<<<<

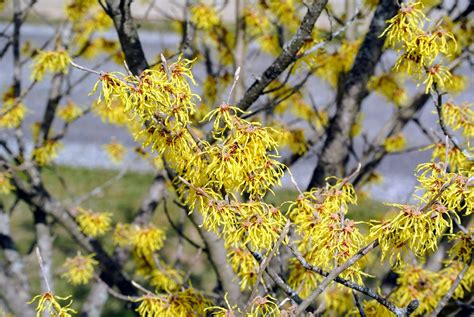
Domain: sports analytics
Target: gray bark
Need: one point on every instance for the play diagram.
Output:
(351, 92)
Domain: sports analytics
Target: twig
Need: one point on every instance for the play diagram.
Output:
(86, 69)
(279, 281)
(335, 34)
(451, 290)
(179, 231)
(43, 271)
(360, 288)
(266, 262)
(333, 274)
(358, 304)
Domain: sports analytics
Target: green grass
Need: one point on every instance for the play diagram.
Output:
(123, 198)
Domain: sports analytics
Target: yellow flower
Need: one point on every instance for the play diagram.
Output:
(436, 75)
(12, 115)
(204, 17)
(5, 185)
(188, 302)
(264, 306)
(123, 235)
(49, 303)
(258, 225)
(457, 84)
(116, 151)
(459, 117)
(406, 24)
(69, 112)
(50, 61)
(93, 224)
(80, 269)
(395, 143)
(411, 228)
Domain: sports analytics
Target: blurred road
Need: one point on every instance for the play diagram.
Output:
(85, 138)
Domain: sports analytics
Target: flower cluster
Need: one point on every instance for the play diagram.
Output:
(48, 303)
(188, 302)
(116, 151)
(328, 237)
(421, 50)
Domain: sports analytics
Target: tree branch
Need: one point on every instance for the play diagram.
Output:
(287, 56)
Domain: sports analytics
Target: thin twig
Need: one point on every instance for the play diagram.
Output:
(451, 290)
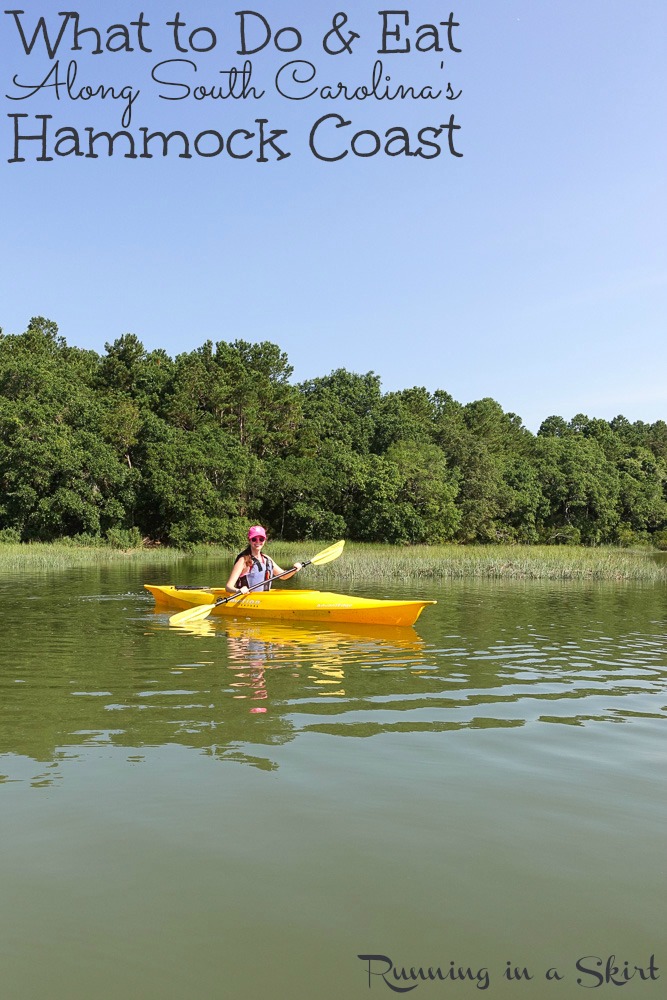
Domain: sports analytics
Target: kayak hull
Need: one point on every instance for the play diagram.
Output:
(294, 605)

>>>>
<<<<

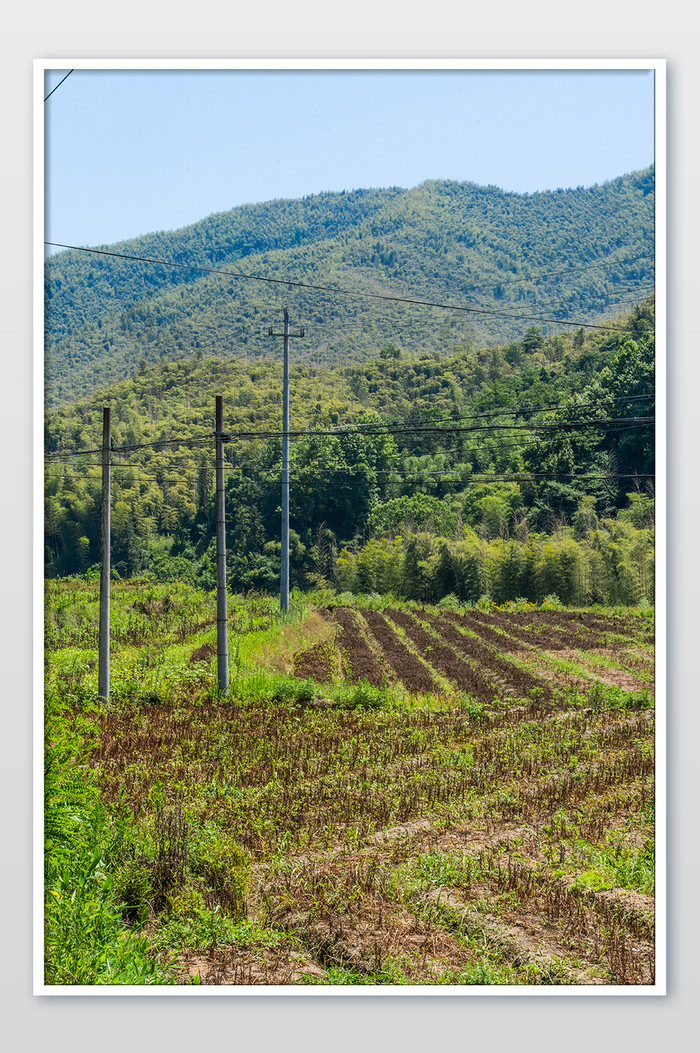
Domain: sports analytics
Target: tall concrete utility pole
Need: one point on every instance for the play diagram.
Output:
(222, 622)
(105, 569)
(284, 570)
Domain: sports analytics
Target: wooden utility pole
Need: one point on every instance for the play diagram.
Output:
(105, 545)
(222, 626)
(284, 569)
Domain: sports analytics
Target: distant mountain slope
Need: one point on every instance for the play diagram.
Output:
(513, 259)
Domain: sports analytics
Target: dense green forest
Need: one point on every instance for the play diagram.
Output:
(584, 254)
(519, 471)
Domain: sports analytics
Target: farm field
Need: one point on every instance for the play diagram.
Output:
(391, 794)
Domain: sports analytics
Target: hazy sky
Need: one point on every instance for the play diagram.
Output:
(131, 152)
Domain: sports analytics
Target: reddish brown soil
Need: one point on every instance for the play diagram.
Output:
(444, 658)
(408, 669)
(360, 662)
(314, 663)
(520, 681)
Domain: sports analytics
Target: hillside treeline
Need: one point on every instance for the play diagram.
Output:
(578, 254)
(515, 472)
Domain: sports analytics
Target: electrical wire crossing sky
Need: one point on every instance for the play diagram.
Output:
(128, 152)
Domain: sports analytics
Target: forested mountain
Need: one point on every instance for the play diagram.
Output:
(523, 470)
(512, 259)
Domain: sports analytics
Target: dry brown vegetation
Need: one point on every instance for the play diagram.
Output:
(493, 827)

>>>>

Locate each line in the material above that contains the word "mountain" and copy those lines out.

Output »
Target: distant mountain slope
Target: forested mountain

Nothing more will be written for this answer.